**What needs to be done:** Update the data starting at the line containing "Objective: for every instance of the tree" and ending at the last line of the data, changing "tree line" to "hedgerow" and leaving everything else the same.

Object point labels
□ □ □ □ □ □ □
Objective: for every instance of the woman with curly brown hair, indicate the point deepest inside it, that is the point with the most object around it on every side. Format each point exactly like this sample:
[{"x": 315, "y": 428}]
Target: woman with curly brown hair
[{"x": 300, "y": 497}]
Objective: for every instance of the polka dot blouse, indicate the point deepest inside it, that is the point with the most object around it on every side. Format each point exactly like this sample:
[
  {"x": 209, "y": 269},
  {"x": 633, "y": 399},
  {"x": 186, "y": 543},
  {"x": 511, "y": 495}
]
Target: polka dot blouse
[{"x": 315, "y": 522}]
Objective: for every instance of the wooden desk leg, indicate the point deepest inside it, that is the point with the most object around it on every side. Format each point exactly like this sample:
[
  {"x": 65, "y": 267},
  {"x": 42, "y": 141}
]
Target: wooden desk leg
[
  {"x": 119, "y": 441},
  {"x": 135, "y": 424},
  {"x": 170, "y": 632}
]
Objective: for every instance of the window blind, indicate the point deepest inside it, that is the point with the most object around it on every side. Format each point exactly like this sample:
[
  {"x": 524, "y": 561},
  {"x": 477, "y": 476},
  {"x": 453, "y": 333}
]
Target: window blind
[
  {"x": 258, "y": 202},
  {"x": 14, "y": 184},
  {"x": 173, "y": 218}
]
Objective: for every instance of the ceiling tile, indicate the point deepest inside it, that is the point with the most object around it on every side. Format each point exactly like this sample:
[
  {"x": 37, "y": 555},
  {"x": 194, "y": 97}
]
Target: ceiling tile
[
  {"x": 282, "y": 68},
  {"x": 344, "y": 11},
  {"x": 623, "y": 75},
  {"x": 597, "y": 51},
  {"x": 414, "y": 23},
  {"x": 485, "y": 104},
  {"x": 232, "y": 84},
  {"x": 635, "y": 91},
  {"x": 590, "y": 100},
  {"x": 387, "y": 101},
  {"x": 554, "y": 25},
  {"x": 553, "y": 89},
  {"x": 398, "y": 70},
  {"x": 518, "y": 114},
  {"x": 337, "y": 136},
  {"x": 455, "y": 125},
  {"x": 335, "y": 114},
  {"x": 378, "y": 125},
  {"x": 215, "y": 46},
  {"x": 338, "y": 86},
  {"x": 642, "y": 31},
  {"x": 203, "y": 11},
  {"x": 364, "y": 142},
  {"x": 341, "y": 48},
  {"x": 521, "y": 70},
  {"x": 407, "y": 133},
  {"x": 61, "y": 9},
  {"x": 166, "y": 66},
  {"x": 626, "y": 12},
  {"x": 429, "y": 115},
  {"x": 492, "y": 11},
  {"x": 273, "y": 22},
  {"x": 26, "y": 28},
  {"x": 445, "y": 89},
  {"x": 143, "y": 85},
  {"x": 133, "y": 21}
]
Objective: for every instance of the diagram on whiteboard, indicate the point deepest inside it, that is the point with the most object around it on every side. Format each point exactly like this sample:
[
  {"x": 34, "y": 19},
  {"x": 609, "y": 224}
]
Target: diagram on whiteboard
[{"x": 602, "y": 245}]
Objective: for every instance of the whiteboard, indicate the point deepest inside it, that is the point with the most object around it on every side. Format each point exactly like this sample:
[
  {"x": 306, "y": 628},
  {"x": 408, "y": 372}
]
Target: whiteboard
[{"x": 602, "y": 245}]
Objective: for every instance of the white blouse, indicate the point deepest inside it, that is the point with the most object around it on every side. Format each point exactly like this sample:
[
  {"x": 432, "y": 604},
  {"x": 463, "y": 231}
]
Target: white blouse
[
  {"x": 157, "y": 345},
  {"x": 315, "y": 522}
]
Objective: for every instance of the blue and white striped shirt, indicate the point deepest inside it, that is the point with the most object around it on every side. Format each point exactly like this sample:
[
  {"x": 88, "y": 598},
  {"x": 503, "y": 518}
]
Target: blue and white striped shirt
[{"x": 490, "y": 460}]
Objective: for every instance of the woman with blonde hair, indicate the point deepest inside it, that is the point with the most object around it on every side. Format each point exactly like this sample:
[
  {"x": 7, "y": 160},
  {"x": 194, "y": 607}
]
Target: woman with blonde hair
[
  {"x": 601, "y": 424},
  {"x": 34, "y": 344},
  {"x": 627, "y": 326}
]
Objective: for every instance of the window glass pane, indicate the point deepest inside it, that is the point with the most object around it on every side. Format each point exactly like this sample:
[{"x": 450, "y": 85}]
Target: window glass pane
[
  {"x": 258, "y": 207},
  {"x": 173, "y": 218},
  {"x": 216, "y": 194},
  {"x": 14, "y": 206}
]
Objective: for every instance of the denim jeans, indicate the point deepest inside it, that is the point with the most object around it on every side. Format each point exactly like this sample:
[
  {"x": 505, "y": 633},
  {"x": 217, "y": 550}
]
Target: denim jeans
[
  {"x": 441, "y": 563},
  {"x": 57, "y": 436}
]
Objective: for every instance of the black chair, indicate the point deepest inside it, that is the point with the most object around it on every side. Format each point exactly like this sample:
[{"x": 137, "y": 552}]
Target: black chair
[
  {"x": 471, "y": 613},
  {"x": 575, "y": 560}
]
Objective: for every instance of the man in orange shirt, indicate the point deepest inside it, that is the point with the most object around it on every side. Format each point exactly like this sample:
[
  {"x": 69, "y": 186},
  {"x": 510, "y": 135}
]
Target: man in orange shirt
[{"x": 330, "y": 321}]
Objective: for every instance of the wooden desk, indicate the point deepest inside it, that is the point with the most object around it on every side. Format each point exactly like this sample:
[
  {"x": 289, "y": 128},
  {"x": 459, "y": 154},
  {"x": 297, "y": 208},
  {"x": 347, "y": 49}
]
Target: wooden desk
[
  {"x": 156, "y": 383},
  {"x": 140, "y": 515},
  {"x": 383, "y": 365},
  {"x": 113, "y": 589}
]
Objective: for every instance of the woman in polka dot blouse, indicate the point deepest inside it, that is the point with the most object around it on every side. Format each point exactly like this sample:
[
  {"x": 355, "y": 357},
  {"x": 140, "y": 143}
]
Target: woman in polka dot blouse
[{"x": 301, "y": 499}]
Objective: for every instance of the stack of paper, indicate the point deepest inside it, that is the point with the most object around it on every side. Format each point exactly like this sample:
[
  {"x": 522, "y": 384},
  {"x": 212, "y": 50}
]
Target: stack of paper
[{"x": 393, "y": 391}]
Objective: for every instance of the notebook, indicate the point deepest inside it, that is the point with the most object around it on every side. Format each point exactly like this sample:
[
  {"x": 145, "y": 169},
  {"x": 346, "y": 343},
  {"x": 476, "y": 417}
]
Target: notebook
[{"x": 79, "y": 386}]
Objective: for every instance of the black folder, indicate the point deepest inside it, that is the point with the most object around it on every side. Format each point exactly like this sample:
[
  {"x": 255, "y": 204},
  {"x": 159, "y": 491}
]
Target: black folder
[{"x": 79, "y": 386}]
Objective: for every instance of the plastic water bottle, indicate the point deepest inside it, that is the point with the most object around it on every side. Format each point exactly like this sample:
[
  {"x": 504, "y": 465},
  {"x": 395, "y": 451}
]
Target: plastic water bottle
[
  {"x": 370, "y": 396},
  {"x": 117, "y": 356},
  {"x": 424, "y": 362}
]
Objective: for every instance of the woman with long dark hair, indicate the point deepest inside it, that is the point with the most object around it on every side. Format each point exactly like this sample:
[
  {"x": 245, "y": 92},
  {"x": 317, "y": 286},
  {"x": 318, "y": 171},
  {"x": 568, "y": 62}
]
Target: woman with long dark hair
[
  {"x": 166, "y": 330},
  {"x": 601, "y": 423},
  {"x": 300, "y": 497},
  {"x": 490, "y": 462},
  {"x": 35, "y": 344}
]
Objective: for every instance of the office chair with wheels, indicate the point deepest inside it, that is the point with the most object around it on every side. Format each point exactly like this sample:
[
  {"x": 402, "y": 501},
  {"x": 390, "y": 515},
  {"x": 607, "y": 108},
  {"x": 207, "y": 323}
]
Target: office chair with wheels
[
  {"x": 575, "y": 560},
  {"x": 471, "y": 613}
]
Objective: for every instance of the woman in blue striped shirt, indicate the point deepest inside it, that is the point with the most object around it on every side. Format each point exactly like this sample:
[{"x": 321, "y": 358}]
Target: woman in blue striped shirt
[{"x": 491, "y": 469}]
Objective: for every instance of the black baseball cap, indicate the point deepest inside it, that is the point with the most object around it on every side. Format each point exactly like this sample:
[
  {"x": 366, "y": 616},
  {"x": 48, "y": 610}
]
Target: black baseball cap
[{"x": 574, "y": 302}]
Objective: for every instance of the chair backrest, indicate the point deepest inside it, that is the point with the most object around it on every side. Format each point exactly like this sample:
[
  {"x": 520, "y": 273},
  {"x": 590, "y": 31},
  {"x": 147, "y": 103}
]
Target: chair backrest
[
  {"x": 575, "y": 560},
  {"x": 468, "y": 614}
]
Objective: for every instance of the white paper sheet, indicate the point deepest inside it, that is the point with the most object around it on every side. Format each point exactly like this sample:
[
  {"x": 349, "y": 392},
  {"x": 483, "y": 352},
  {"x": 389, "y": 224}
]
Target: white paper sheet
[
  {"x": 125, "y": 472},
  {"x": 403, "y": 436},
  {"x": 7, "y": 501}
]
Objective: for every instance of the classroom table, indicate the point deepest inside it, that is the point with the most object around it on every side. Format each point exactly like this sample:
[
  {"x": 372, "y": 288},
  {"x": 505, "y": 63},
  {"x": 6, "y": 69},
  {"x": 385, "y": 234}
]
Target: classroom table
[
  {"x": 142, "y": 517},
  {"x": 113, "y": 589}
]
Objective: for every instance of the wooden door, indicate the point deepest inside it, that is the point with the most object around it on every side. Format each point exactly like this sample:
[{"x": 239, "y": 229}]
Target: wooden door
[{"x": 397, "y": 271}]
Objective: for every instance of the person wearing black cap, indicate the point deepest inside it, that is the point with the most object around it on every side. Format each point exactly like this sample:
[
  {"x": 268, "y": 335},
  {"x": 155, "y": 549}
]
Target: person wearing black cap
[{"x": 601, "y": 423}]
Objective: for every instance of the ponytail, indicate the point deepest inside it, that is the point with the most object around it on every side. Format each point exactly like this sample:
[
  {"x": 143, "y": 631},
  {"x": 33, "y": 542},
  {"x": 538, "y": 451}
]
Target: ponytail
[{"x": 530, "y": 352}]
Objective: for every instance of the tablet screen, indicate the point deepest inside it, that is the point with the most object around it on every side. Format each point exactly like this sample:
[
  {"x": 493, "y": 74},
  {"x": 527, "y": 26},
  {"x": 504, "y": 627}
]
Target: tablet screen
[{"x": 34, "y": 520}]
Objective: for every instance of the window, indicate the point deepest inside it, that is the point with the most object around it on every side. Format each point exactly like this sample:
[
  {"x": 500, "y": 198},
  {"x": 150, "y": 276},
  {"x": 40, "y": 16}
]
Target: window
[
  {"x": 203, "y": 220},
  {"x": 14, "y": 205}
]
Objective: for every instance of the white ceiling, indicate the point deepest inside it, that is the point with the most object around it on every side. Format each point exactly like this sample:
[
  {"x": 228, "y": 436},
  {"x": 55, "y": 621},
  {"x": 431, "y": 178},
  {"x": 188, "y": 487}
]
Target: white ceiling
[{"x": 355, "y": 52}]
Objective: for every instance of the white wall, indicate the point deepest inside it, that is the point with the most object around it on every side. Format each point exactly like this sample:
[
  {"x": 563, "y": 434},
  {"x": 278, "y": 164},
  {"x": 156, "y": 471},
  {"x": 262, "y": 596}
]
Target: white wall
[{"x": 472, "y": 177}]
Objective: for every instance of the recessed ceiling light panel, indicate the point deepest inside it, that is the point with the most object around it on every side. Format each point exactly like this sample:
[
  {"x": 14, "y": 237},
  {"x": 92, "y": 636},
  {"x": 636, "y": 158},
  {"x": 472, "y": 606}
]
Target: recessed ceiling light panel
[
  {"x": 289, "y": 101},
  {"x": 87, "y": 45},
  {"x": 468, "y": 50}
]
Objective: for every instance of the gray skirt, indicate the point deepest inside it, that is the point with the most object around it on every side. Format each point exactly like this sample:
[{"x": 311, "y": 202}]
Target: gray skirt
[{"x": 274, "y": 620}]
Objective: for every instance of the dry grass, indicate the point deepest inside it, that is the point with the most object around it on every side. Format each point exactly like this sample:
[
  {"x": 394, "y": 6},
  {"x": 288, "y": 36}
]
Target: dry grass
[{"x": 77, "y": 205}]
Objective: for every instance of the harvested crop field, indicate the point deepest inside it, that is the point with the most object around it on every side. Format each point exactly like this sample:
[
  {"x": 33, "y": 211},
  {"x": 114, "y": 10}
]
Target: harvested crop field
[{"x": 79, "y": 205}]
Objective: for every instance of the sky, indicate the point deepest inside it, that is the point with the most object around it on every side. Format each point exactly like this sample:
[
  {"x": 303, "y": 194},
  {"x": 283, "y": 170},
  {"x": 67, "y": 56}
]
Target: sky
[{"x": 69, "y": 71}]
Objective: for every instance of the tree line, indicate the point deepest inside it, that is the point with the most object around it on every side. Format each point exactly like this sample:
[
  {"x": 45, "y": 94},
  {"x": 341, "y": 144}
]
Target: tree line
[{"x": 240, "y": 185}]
□ □ □ □ □ □ □
**Solution for this problem:**
Objective: for every instance of the hedgerow, indicate the point deepest inside it, that is the point with the most object around it on every side. Format each point exactly like this sample:
[
  {"x": 45, "y": 94},
  {"x": 341, "y": 144}
]
Target: hedgerow
[{"x": 240, "y": 185}]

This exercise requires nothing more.